Could you output all of the records below exactly as they appear?

==== Dataset records

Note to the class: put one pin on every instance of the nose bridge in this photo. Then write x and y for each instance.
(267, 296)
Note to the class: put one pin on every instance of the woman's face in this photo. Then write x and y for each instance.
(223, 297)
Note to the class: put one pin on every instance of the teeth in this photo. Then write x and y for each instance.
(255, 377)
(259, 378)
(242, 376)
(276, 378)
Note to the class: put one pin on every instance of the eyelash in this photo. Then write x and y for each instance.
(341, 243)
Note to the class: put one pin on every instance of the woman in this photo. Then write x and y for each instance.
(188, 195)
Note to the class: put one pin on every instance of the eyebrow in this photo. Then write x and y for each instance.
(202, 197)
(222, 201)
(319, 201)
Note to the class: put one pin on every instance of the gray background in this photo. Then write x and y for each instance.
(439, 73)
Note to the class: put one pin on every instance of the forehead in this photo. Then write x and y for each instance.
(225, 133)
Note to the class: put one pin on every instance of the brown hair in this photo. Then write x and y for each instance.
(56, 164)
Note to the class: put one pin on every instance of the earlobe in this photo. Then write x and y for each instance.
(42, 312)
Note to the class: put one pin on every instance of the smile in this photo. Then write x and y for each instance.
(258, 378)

========

Answer below =
Note to the class: put one pin on every instance of the nose bridge in this photo. Then write x and y for each instance.
(267, 296)
Note to the class: put one pin on every instance of the woman's face in this photo. Then write x and y for each instance.
(223, 297)
Note to the class: put one pin on every instance of the teeth in this photo. Then write x and y for each instance.
(255, 377)
(259, 378)
(242, 376)
(276, 378)
Note to the class: put one pin on every instance of the eyelash in this photo. Then write x and y for each instance.
(341, 243)
Note to the class: put one pin on every instance of the woman in this photo. Then write x and y for each instance.
(188, 195)
Note to the class: put one pin on every instance of the eyebrow in this photo. Then write x and y for each instance.
(202, 197)
(222, 201)
(319, 201)
Note to the class: put one pin on every instance of the gray background in this photo. Then write x and y for each instance.
(439, 73)
Note to the class: put one pin on every instance of the forehead in this photo. Then write x and y for each instance.
(225, 133)
Note to the class: put one pin on every instance of the brown hair in this photo. Then write x and y for each instance.
(56, 164)
Note to the class: put one pin on every instance of the earlobe in this photo. Then write x and y for each instance.
(42, 312)
Note to the class: put one pin on every instance of the smile in this photo. Then write x and y for each instance.
(258, 378)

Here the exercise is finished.